--- GIVEN DATA ---
:::

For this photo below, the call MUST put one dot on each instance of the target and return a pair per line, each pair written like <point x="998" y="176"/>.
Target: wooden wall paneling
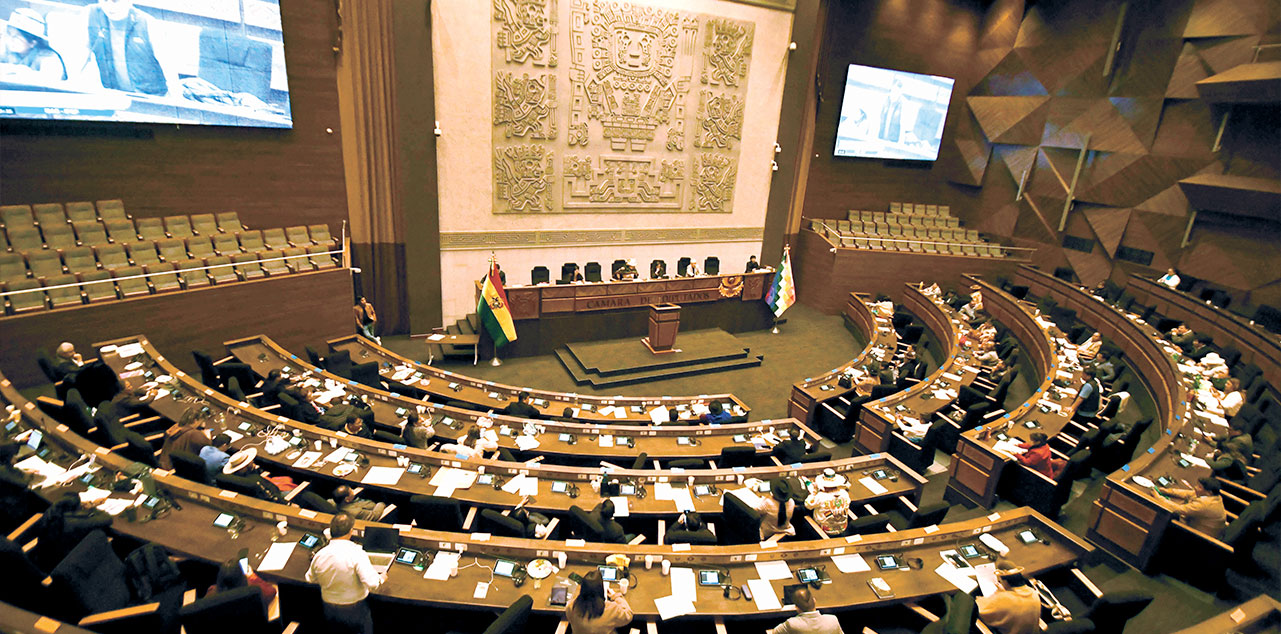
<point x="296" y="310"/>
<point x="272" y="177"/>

:::

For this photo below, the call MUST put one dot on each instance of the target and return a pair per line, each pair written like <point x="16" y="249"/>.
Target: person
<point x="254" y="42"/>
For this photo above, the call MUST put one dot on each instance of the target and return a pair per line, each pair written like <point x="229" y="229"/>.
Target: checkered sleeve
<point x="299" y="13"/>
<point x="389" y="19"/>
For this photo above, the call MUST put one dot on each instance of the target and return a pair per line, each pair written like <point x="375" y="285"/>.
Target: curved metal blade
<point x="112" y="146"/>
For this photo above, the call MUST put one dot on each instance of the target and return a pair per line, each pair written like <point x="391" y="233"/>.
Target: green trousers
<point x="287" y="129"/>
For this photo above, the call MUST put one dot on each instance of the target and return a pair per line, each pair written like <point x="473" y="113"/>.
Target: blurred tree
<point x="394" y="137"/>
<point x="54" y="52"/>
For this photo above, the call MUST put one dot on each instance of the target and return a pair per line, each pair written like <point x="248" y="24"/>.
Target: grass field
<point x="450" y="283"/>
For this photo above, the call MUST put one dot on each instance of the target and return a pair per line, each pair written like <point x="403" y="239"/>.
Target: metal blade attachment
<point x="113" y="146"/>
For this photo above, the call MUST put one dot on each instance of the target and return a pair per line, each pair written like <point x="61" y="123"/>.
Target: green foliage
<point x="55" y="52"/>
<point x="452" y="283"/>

:::

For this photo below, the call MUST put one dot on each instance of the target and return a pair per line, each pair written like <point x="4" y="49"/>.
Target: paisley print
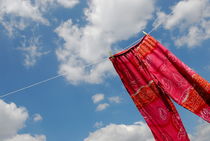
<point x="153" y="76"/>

:::

--- WHAT TO WORK ON ---
Identify each line in the records that contains the word "blade", and copy those lines.

--- THE ANSWER ---
Target: curved metal blade
Target: metal blade attachment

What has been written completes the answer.